EXERCISE.
Update the job-placement text, starting at the words "Tracy is the" and stopping after "for his grandmother.", so that "grandmother" becomes "mother".
TEXT PASSAGE: Begin
Tracy said jobs are the biggest focus at the moment, which coincides with October being National Disability Employment Awareness Month. Data shows unemployment and underemployment are higher for people with disabilities.

“The employment piece has become a far more robust portion of what we’ve been doing over the last three years,” UAS Executive Director Heather Tarczan said. “Not every student might be employment ready. So if a class of 15 students joins us, maybe there’s two or three students that are ready by January for employment. But perhaps the following year when they’re another year older, there might be five or six candidates that are ready.”

Tracy is the conduit for employers and aspiring employees. He said as long as the market is strong, he is going to try to keep placing people in jobs of their choice. Tracy helped Alejandro Sanchez of Little Village find his job at dd’s Discounts. Having reached the six-month mark at that job, the 21-year-old says his love of fashion led him there. Prior to dd’s, he’s worked at the Chicago Lighthouse over the summer doing photography projects, interned with city government, and interned to UAS’ communications director Sharon Parmet. He’s saving his money to buy a house for his grandmother.

“I was working with Walmart first, but I did not like pushing carts,” Sanchez said of his three-month stint. “And it was during December.” He said pushing carts in the cold weather gave him anxiety.

Alejandro Sanchez wheels several wall mirrors to shelves at his job at dd’s Discounts store in Cicero on Oct. 3, 2022

When he’s not working, Sanchez is playing and watching soccer, and taking photographs in Millennium Park. He wants to pursue photography as a career, and has set his sights on internship opportunities that will help him on that path.

The four-day a week academy does all it can to help young adults, with five full-time employees operating on the second floor of a former church school. Young adults with special needs age out of secondary school when they turn 22 years old, and subsequently lose the school-based programs and resources they have grown accustomed to. UAS provides programming and services to help the young adults transition to adulthood. Teachers accompany their students on their designated day of the week at the academy on the CTA and through a partnership with Lyft, Urban Autism Solutions aid employed students with free rides to and from work.
TEXT PASSAGE: End
EXTRACTED MATERIAL: Begin
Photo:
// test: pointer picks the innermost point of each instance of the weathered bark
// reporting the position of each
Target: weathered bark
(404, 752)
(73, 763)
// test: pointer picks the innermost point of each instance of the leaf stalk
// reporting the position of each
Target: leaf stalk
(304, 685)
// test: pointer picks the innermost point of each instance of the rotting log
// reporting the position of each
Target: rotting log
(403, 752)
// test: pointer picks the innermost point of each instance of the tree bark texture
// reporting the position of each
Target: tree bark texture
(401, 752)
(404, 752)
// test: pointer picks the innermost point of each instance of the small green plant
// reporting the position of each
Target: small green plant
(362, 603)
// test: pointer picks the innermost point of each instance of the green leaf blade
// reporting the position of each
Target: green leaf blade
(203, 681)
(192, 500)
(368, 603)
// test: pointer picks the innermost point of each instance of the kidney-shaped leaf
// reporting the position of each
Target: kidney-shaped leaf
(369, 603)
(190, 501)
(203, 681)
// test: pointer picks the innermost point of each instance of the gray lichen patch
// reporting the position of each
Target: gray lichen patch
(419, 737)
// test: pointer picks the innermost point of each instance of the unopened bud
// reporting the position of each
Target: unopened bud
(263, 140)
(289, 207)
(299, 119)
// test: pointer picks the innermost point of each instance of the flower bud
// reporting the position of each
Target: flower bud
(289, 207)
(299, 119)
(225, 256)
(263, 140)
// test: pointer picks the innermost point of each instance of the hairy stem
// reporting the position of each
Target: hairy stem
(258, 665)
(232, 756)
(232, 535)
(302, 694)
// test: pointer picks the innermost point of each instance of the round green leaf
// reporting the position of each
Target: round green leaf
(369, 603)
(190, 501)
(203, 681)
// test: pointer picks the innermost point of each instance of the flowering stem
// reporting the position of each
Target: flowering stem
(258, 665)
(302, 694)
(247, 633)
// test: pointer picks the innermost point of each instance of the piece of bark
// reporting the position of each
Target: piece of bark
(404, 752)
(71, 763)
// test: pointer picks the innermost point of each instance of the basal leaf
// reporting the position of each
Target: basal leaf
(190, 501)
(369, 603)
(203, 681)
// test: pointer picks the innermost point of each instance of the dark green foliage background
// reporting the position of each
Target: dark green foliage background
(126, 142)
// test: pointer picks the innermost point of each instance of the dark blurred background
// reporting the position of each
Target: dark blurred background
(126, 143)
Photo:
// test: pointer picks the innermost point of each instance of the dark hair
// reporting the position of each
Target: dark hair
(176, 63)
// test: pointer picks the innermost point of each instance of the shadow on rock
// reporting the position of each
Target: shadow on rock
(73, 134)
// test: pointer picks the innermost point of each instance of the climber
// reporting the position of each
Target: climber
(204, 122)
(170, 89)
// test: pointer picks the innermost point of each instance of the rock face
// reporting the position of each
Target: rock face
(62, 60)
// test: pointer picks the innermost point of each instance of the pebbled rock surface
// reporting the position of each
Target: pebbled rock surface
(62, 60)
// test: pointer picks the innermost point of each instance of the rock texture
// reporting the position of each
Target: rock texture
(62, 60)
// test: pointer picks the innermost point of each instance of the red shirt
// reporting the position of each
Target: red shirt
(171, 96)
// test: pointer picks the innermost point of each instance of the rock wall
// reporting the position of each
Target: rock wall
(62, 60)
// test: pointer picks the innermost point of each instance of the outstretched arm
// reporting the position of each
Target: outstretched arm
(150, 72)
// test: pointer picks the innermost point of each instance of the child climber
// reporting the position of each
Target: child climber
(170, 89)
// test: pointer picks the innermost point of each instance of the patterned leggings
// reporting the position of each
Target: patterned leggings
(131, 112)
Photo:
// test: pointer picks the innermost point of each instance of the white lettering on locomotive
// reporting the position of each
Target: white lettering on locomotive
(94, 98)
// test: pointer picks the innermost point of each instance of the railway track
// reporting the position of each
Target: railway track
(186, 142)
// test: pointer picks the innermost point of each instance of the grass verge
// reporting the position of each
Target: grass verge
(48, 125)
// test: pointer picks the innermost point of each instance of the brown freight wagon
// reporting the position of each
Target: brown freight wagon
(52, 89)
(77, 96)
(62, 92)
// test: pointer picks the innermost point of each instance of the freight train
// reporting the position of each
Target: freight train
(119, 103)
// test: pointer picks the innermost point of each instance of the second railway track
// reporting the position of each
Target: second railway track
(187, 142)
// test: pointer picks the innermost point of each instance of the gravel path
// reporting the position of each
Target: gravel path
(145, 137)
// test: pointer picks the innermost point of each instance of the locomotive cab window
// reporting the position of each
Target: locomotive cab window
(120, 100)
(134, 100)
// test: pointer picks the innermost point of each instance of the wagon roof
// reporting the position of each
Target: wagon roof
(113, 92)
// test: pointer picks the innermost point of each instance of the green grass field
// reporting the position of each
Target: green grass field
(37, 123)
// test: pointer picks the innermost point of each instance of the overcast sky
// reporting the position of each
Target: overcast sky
EXTRACTED MATERIAL: End
EXERCISE OUTPUT.
Tracy is the conduit for employers and aspiring employees. He said as long as the market is strong, he is going to try to keep placing people in jobs of their choice. Tracy helped Alejandro Sanchez of Little Village find his job at dd’s Discounts. Having reached the six-month mark at that job, the 21-year-old says his love of fashion led him there. Prior to dd’s, he’s worked at the Chicago Lighthouse over the summer doing photography projects, interned with city government, and interned to UAS’ communications director Sharon Parmet. He’s saving his money to buy a house for his mother.